OPEC has pledged to cut almost 1.8 million barrels per day (bpd) to help reduce global inventories.

More on the US inventory figures:

The drop in the oil price following the unexpected increase in US crude stocks has also had an impact on stock markets.

The FTSE 100, which had been just marginally lower, is now down 41 points or 0.56% while Germany’s Dax has dipped into the red. In the US the Dow Jones Industrial Average is now virtually unchanged after its earlier gains, up just 1.2 points.

Updated

Brent crude is now down more than 3% at $48.46 a barrel while West Texas Intermediate - the US benchmark - has dropped 4.6% to $45.95.

The surprise rise in US crude stocks contradicts Tuesday’s report from the API showing a decline in inventories.

Oil prices lose more ground on surprise rise in US crude stocks

Oil prices were already on the slide after the blockade imposed on Qatar by its neighbours, with analysts concerned the rift could impede Opec’s agreement to curb production.

Now they have come under more pressure following a surprise rise in US crude stocks. According to the Energy Information Administration, US crude inventories rose by 3.3m barrels last week to 513.21m, compared to forecasts of a 3.46m decline.

Gasoline stocks rose 3.32m, well ahead of the expected 0.58m increase.

Brent crude has fallen to its lowest level since early May following the EIA report.

Meanwhile the pound is now up 0.2% against the dollar at $1.2933, while the dip in the euro on reports that the European Central Bank might cut its inflation outlook on Thursday has helped the pound gain 0.59% to €1.1512 against the single currency.

_STORED DATA_
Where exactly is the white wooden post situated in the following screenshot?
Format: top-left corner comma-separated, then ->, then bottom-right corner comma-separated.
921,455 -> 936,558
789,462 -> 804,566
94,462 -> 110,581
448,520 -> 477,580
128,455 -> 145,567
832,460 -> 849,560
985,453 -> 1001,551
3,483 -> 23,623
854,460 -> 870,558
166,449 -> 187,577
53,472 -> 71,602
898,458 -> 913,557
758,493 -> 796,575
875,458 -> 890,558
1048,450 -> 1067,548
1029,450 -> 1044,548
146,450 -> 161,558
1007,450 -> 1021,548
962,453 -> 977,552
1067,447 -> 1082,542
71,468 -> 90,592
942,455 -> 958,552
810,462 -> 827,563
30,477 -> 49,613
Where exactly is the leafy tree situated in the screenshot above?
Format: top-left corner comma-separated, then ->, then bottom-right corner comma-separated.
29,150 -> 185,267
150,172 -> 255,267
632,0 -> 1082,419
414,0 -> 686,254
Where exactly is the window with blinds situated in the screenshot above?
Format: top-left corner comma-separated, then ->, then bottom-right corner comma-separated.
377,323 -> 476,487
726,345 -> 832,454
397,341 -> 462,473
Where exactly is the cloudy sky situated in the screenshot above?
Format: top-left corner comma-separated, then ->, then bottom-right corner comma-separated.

_GIVEN PROBLEM A_
Answer these questions using the oil market report:
(i) How many barrels per day has OPEC pledged to cut?
(ii) What is the price of Brent crude per barrel?
(iii) How much did US gasoline stocks rise?
_GIVEN PROBLEM B_
Return the passage of the oil market report between "The FTSE 100, which" and "just 1.2 points.", inclusive, copied word for word.

_WRITTEN SOLUTION A_
(i) Almost 1.8 million barrels per day
(ii) $48.46
(iii) 3.32m

_WRITTEN SOLUTION B_
The FTSE 100, which had been just marginally lower, is now down 41 points or 0.56% while Germany’s Dax has dipped into the red. In the US the Dow Jones Industrial Average is now virtually unchanged after its earlier gains, up just 1.2 points.